### Work to complete
1. From the forum thread on the Tune-O-matic bridge, reproduce the passage that begins at the words "I am ready to" and stops after the words "me on that.".
2. In the forum thread on the Tune-O-matic bridge, what string spacing does the bridge on the Bezdez have?

### Reading passage
┄┄┄┄┄┄┄┄┄┄

# Tune-O-matic question



## shoretyus (Jan 6, 2007)

I started a build and will post pictures later. The original plan was to use a Tele bridge cut for a humbucker. Alas the string spacing is too big for the neck. 

Not a big deal as my Bezdez has a tune o matic bridge that has a 2" string spacing which is perfect. 

My question is do I have to angle the neck like a Les paul or can I use the tune o matic bridge with the neck pocket routed on a parallel plane like a Fender? 

I am ready to glue this neck so I kind of need to know. I have searched and searched but am coming up with nothing.


----------



## Budda (May 29, 2007)

the reason that the TOM is angled is for intonation of the lower strings, i believe. but dont quote me on that.


----------



## copperhead (May 24, 2006)

i think you will angle your neck pocket anyware from 3 to 5 degree's if i recall ,if you dont want to recess your bridge in the body, if its a bolt on neck you could just shim the neck 
:food-smiley-004:


----------



## shoretyus (Jan 6, 2007)

It was going to be a bolt on neck then I decided to glue it. 

I have to get better at my searches. I just found some stuff.

┄┄┄┄┄┄┄┄┄┄

### Information provided
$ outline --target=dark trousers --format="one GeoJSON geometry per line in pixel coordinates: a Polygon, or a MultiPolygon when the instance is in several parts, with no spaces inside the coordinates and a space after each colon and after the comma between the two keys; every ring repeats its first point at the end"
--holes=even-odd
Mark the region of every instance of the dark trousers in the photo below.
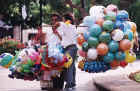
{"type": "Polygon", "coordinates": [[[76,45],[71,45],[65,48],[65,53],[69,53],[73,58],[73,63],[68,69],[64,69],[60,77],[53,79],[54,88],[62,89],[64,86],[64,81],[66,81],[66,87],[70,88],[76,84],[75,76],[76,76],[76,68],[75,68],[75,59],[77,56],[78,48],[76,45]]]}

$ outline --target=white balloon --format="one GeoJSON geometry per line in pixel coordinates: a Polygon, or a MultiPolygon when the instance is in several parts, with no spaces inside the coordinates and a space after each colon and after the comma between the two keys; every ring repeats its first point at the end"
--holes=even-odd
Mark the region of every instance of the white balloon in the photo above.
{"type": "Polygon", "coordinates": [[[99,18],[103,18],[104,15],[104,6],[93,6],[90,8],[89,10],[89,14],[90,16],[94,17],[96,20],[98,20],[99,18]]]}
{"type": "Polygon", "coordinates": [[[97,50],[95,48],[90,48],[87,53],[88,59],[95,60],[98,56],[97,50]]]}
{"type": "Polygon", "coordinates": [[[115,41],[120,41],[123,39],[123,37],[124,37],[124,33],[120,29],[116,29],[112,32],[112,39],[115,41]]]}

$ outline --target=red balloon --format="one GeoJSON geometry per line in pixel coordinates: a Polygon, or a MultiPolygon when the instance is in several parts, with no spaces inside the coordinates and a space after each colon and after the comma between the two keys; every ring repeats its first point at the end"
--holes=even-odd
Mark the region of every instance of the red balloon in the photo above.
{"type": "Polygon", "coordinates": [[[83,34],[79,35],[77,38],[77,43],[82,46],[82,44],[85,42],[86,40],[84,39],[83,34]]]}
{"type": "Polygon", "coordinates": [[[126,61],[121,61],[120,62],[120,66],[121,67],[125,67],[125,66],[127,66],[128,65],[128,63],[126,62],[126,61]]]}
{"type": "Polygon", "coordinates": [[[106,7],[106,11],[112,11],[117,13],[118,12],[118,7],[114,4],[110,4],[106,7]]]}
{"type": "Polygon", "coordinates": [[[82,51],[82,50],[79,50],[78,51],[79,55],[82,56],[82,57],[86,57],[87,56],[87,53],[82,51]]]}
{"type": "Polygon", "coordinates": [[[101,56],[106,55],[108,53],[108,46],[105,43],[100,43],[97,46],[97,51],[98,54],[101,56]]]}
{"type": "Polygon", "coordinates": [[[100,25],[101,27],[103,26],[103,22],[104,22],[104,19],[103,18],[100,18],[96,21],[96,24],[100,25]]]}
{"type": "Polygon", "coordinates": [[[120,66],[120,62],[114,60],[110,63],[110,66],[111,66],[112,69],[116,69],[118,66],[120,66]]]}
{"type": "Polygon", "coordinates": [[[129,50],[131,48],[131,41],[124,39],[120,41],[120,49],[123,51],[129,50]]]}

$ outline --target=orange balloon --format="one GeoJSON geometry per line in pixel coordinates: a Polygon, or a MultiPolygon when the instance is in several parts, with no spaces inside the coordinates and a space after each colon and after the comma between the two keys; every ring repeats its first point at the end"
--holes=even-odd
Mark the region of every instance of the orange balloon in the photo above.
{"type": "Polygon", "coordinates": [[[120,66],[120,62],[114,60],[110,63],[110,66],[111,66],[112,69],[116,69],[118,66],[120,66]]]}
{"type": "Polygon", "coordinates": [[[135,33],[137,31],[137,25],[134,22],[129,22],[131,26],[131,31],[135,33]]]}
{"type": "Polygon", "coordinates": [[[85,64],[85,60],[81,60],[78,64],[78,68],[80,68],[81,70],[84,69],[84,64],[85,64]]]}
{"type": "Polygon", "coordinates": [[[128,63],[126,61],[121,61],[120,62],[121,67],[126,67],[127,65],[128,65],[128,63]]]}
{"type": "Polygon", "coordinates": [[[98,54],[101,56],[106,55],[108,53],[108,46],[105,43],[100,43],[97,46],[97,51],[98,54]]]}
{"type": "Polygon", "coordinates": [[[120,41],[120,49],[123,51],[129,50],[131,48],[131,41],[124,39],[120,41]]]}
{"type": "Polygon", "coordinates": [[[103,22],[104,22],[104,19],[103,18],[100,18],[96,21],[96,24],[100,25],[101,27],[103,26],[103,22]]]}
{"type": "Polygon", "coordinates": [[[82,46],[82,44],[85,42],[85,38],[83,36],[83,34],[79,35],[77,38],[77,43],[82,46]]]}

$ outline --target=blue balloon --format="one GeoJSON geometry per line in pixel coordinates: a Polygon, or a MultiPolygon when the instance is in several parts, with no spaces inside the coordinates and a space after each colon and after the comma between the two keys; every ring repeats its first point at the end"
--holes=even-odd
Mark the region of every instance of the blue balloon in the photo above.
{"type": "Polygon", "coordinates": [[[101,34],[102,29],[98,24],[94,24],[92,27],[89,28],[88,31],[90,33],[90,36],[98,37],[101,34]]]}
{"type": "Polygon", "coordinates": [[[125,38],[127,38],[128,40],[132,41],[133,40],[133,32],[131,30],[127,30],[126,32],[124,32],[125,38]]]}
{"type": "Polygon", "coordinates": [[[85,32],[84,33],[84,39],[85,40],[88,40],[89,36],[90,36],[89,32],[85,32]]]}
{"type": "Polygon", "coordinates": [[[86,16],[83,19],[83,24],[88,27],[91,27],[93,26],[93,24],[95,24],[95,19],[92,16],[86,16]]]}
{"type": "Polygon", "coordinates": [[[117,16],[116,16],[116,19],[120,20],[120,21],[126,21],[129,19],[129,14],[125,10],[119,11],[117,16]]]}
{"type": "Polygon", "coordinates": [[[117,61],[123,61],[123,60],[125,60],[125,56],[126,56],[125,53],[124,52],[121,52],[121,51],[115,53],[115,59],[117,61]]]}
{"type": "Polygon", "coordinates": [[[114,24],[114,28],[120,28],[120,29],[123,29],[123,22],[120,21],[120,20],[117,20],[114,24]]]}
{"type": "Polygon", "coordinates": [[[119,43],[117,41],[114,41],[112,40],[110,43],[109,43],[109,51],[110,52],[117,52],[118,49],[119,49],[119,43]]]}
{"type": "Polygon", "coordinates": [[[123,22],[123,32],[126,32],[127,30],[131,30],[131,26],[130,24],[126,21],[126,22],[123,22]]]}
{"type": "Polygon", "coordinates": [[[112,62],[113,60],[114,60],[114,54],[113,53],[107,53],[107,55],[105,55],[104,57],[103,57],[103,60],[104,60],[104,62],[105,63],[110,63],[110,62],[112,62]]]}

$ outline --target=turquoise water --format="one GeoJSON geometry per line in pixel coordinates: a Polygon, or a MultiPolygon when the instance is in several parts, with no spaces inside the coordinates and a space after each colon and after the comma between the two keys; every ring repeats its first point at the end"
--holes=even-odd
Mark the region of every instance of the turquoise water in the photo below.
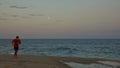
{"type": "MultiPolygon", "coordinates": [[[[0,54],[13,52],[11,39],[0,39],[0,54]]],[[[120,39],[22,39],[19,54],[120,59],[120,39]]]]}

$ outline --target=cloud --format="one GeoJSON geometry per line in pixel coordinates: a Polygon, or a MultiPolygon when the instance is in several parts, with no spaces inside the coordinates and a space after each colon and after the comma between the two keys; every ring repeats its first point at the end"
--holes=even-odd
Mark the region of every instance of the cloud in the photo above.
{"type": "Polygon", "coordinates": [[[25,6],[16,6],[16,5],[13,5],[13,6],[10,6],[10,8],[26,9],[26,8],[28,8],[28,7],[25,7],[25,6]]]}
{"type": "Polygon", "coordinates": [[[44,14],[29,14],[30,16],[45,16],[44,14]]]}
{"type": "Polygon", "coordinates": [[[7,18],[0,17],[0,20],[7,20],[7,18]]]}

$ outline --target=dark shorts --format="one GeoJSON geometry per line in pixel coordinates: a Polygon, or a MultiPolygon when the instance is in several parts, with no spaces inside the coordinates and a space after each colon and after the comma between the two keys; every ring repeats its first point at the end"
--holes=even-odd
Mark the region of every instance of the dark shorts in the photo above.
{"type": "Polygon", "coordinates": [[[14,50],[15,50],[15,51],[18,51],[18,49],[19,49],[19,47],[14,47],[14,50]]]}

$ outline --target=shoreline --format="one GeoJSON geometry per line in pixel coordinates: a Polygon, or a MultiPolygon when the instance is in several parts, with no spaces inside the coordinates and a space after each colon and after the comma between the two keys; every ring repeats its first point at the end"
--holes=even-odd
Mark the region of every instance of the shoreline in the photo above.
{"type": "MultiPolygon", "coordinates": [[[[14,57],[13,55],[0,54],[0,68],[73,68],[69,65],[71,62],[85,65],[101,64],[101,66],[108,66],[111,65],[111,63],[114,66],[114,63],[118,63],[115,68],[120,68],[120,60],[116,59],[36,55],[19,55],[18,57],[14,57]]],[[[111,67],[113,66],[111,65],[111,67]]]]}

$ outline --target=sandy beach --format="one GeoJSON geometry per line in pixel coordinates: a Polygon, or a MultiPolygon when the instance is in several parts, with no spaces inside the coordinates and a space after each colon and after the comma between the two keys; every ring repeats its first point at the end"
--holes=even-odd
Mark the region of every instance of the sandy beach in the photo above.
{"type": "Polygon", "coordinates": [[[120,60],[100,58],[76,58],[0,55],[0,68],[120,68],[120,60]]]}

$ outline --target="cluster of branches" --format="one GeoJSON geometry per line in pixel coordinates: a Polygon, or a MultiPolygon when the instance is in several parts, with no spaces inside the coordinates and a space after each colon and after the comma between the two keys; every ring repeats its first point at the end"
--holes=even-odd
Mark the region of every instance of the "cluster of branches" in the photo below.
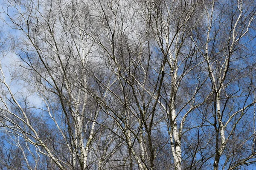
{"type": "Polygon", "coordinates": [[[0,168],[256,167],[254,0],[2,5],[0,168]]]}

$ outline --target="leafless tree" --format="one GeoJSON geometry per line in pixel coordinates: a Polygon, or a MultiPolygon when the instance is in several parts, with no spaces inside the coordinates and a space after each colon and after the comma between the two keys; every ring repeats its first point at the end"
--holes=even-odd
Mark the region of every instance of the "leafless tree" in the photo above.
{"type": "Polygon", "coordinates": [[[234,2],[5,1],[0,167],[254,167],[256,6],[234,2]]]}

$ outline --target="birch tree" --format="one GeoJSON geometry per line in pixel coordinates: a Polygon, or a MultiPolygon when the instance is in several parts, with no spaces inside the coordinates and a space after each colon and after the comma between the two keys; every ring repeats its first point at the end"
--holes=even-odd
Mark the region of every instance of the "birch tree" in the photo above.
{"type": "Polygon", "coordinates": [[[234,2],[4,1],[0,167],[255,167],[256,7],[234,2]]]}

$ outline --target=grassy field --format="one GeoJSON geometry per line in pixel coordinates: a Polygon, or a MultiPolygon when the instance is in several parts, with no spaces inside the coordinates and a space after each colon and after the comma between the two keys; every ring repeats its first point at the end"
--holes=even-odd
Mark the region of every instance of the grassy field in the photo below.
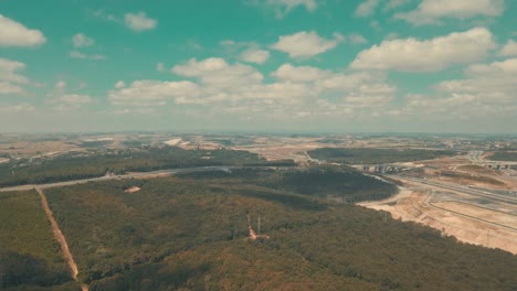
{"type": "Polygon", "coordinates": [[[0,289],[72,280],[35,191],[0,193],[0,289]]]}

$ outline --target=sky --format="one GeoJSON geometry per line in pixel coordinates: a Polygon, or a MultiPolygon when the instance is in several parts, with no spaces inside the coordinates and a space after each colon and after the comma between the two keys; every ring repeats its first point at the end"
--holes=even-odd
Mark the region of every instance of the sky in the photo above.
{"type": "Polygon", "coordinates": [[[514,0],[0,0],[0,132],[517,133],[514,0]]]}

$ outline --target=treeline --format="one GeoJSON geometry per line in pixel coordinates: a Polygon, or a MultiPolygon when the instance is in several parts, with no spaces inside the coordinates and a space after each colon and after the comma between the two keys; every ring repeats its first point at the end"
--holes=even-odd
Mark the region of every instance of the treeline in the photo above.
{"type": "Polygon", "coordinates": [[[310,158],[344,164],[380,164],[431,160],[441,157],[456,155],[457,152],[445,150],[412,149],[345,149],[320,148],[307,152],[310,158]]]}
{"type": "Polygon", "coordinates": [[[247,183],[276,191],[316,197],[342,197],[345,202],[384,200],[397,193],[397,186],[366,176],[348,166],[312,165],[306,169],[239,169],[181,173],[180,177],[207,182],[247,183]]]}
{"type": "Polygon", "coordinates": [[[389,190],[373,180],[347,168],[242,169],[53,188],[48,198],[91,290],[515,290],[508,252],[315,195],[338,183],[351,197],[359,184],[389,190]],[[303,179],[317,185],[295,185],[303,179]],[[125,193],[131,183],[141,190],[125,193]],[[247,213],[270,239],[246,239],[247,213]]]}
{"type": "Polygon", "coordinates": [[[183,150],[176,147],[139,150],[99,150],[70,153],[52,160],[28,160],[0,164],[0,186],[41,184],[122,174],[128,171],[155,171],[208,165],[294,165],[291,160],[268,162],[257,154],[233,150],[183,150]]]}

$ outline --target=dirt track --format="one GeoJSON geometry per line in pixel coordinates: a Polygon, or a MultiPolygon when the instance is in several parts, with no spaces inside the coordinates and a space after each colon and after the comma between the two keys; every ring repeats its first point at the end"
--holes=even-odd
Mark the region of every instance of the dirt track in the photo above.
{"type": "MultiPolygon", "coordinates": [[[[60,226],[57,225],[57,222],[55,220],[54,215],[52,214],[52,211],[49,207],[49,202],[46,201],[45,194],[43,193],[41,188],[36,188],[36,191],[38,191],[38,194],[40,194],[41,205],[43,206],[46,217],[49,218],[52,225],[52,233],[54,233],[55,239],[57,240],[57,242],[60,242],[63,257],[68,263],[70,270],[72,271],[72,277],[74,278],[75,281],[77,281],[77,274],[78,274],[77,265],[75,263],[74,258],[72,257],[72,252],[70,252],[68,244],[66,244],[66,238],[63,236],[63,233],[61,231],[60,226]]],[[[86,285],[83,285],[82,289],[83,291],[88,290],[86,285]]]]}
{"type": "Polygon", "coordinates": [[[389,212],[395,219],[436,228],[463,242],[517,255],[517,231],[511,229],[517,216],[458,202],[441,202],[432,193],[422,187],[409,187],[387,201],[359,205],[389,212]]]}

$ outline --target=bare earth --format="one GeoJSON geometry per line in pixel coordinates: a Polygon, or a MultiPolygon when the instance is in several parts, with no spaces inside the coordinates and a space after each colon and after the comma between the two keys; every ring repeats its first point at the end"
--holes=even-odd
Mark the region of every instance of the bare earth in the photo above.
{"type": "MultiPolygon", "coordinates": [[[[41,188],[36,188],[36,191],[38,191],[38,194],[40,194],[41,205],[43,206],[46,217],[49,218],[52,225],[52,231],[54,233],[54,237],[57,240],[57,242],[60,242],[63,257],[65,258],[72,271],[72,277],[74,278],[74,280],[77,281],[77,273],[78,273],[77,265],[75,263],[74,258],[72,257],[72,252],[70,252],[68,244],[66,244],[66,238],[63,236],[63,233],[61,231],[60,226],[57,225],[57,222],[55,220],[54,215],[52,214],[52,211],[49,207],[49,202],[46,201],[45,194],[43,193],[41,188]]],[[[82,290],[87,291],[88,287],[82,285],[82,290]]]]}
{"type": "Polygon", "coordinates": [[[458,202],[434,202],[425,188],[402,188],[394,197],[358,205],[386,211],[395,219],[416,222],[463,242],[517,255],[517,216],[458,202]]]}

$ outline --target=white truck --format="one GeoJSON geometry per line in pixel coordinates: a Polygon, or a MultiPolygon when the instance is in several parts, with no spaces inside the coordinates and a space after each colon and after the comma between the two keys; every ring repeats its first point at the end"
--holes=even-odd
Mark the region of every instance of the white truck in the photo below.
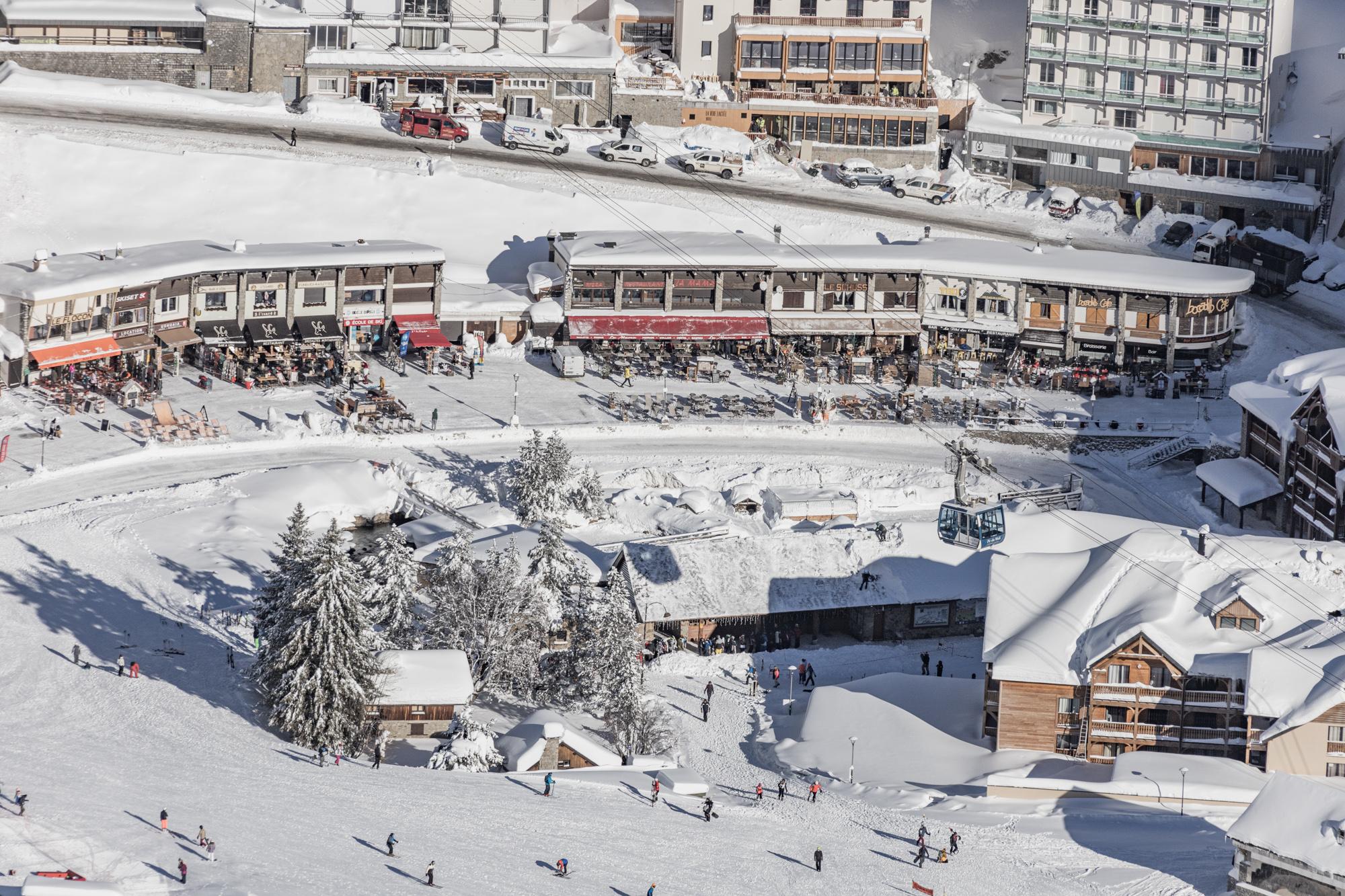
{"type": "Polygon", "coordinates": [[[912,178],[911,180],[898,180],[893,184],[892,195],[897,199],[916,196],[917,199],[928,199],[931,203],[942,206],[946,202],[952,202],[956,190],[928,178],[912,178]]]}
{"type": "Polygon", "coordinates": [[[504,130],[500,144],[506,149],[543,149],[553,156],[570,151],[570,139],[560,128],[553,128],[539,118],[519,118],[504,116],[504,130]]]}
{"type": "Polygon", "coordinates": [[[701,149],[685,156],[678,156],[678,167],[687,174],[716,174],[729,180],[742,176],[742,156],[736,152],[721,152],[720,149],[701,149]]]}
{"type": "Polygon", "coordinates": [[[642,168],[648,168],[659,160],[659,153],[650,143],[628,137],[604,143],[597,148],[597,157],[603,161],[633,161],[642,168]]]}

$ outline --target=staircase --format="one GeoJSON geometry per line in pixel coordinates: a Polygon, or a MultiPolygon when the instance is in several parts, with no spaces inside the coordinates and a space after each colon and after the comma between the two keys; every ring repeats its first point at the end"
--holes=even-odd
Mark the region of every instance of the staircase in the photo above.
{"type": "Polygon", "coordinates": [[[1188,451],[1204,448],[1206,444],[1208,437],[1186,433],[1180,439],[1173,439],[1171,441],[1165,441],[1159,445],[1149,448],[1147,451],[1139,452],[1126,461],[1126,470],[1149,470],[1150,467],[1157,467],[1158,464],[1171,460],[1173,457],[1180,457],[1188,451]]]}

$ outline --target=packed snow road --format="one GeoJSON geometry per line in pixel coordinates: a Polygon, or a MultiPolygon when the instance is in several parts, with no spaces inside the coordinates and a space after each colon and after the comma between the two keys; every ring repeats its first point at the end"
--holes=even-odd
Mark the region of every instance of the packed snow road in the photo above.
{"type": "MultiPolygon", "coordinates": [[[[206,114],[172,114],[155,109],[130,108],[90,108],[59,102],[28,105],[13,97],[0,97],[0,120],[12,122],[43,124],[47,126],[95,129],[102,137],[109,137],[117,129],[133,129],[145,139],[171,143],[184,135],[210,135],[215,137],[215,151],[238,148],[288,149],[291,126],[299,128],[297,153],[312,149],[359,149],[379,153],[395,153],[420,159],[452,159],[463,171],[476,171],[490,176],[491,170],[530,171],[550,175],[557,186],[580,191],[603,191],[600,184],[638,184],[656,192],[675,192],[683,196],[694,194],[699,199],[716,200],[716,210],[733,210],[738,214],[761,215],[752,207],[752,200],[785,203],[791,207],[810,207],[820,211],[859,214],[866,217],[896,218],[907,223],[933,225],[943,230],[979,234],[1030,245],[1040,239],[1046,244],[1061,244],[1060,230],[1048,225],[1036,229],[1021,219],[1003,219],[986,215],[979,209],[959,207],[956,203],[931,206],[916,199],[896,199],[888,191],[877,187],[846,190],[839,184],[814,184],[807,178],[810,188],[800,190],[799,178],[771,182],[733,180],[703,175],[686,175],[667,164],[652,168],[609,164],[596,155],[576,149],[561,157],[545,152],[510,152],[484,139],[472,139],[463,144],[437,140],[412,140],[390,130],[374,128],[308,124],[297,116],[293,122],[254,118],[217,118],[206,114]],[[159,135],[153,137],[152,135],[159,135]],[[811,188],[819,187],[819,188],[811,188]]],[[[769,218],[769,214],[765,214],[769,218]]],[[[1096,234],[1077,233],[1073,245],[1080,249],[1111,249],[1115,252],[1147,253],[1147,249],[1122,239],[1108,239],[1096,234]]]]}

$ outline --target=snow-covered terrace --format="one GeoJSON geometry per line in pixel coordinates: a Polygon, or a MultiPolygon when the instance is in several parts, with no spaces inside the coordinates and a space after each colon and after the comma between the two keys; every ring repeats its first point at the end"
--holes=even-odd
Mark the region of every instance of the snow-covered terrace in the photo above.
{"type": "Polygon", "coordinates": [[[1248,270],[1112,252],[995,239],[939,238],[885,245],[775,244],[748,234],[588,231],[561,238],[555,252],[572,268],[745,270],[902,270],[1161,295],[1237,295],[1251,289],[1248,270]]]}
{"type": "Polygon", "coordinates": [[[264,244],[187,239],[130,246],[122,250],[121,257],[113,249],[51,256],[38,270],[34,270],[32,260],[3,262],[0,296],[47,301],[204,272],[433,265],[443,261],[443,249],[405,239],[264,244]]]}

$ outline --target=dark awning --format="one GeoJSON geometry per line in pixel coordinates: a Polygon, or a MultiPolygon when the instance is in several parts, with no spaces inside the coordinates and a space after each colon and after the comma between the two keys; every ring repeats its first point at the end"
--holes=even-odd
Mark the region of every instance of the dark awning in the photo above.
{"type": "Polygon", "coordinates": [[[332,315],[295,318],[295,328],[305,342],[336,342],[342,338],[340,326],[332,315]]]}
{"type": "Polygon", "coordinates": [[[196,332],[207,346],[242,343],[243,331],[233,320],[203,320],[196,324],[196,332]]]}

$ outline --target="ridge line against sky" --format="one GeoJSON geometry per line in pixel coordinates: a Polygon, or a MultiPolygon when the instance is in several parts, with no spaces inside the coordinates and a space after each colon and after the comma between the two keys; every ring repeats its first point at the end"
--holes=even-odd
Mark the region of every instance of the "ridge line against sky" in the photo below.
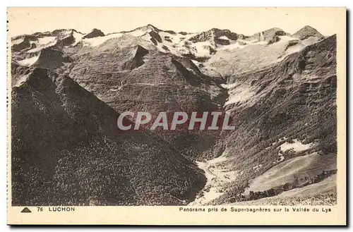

┄┄┄┄┄┄┄┄┄┄

### List of solutions
1.
I am ready to glue this neck so I kind of need to know. I have searched and searched but am coming up with nothing.


----------



## Budda (May 29, 2007)

the reason that the TOM is angled is for intonation of the lower strings, i believe. but dont quote me on that.

2. 2 inches